Segment Open
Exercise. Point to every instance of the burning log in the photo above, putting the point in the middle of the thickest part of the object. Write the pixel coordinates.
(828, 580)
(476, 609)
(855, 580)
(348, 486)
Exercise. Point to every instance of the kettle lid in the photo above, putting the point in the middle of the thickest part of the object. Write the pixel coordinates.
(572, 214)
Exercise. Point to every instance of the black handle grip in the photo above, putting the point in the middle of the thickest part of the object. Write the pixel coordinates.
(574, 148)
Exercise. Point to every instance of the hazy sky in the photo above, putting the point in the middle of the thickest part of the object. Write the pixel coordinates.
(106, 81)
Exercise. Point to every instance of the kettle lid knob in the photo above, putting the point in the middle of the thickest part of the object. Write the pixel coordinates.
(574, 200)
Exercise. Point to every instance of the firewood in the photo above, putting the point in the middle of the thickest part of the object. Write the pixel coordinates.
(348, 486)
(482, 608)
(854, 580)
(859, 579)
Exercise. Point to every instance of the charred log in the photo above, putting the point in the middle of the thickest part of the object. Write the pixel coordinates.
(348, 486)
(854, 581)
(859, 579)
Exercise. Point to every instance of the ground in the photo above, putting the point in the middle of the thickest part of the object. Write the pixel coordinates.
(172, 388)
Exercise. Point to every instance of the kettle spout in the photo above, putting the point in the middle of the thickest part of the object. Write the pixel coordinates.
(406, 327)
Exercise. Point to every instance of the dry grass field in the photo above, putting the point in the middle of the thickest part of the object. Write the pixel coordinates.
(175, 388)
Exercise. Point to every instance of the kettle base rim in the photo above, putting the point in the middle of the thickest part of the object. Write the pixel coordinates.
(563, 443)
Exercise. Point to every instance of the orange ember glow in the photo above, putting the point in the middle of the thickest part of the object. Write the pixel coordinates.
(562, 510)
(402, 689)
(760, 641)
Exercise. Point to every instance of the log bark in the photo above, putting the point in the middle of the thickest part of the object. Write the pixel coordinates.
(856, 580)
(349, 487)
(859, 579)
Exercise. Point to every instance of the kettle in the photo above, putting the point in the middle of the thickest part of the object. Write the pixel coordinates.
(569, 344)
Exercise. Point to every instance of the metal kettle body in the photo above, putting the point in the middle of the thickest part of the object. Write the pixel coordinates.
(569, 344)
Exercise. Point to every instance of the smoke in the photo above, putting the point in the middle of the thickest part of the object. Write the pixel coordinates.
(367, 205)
Segment Closed
_WHAT IS REQUIRED_: Set down the records above once more, exactly as they stand.

_REPLY TO THE TASK_:
Exercise. Point to every instance of the burning log in the photo above, putting the point in the middle of the thickest part of the object. Write the pixel coordinates.
(828, 580)
(476, 609)
(855, 580)
(348, 486)
Exercise. Point to every instance of the kettle lid in the photo above, putting the point in the middle of the thickest part of the object. Write the pixel coordinates.
(572, 214)
Exercise. Point to every instance of the black handle grip in the photo above, putting the point in the middle of the thickest part of the object. Write the pixel coordinates.
(574, 148)
Exercise. Point to every instance of the hazy sky in the photo above, putting the point in the middle of the thickest part of the object. Write the pixel coordinates.
(106, 81)
Exercise. Point to every instance of the kettle lid knob in the photo above, putting the point in the middle of the thickest part of the object. Write the pixel coordinates.
(574, 200)
Exercise. Point to every instance of the firewood in the photo above, putting the point in the middle of the thickest part of the object. Write the pixel coordinates.
(348, 486)
(482, 608)
(854, 580)
(859, 579)
Exercise. Point to every instance of the charred log in the photo above, putting the point in the middle of the thickest part of the object. Write the pixel coordinates.
(348, 486)
(854, 581)
(859, 579)
Exercise. Point to every instance of the ground in the photo above, putting the point in the middle of the thickest part of the object. Write the pixel coordinates.
(172, 388)
Exercise. Point to every instance of the kettle spout in the photo above, putting the point in the middle of the thickest part of the object. Write the pixel coordinates.
(406, 327)
Exercise. Point to every instance of the dry grass field in the photo above, putting the point in the middle of the thickest part of the object. Write the pixel coordinates.
(175, 388)
Exercise. Point to every instance of the kettle base rim in the photo above, putting the point in the middle of the thickest part of the object. Write the pixel coordinates.
(563, 443)
Exercise. Point to every instance of the orange ember glow in the photo above, putting the point in the middle of the thickest part of the object. Write the pixel coordinates.
(562, 510)
(402, 689)
(760, 641)
Exercise. Point to every instance of the log bark in the photo above, putting the point in the middle of the thickest part of the object. Write the pixel coordinates.
(856, 580)
(349, 487)
(859, 579)
Exercise. Point to every instance of the kettle in the photo above, putting the point in the middle of the thickest part of the object. Write the pixel coordinates.
(569, 344)
Exercise. Point to every instance of the metal kettle body in the photo above, putting the point in the middle of the thickest part of the object. Write the pixel coordinates.
(569, 344)
Exercise. Point to every instance of the smoke in the photo above, putting the point in the middle of the thickest part of the object. Write the pixel coordinates.
(367, 205)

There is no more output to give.